What if... we circumvent this hard-nosed module system altogether and directly include the file at compile-time? That's how most Schemes separated code into files prior to R6RS — with a mere load. After some cursory search, I discover the module racket/include. It does exactly what it says on the tin: It exports an include macro that directly inlines the given file. Great! And voilà, 1.7.scm now shares the same namespace as the prepended 1.scm, which now contains... two separate definitions... of the same identifier... which is unacceptable for most Schemes... Okay, we're on the wrong track.

Hey, wait a minute... How does the REPL do it? I can continuously call define on the same identifiers in the REPL without having to wipe the namespace or calling set! on everything like a barbarian! Then I remember REPL doesn't use require (nor include for that matter), but load for importing files. Could this be what I'm looking for? There it is: racket/load! The guide says says it musn't be used outside the REPL except for experimenting with the namespace. What we're doing counts as experimentation, I suppose. A huge price to pay for this hack is that it breaks macros in inexplicable ways. Oh well.

Besides exporting the load macro, racket/load overrides the #%module-begin and #%top-interaction forms so that it treats every line of code as though it's run in the REPL. Sounds good! So here it is:

#lang racket/base (provide #%app #%datum #%module-begin #%top-interaction #%top λ define let quote load cond if and or not else + - / * = > <) (require racket/load) (compile-enforce-module-constants #f) (print-as-expression #f) (load-on-demand-enabled #f) (print-mpair-curly-braces #f)

Does it work? Let's see. Since macros no longer work, I can't write assertion macros, so I just wrap all assertions in an and expression and see if it returns #t.

#lang s-exp "sicp.rkt" ;; Excercise 1.7 (load "1.scm") (define old-value (sqrt 900)) (define good-enough? (λ (guess x) (= (improve guess x) guess))) (define new-value (sqrt 900)) (< (- new-value 30) (- old-value 30))
When run, 1.7.scm returns #t. Splendid! Our new good-enough? is indeed better!

So we managed to create an abomination of a #lang to break referential transparency, just to be lazy. We probably could've done this with some crafty syntax-parse macros around module language primitives but I'm not smart enough for that. What we've got works and that's all that matters, right? I don't mind building up the module language piece-by-piece in provide but I don't want to deal with compatibility/mlist (or its less scary alias racket/mlist) to get mutable lists so eventually I'm just going to provide the whole #lang r5rs. (Be careful not to let it export identifiers like #%module-begin.)

The data:
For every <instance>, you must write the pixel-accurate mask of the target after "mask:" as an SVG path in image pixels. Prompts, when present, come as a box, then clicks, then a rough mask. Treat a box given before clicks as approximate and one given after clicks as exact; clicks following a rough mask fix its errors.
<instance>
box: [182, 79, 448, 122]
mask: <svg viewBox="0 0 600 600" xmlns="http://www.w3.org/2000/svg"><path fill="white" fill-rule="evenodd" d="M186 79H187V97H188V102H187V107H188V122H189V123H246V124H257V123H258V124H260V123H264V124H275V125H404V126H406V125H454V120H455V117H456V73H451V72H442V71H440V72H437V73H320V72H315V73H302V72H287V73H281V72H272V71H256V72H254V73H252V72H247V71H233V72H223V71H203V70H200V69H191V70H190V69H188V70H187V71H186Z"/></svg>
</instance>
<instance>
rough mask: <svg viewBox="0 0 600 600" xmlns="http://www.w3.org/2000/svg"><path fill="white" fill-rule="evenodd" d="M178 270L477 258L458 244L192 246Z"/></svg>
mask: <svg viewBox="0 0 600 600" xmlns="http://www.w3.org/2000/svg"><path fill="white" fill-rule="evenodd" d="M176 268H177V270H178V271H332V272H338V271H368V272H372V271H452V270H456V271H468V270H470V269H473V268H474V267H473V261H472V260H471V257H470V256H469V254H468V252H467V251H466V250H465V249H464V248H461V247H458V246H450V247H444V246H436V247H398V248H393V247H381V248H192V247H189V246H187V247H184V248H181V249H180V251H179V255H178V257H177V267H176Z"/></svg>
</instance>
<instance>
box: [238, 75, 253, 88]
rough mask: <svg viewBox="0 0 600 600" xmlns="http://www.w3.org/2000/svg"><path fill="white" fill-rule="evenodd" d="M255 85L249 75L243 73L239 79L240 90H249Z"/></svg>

Your instructions:
Answer these questions about the Racket post:
(a) Which module exports an include macro that inlines the given file?
(b) According to the guide, where may racket/load be used?
(c) What does 1.7.scm return when run?
The entries that come after the Racket post are separate from it.

Expected answer:
(a) racket/include
(b) Only in the REPL, except when experimenting with the namespace.
(c) #t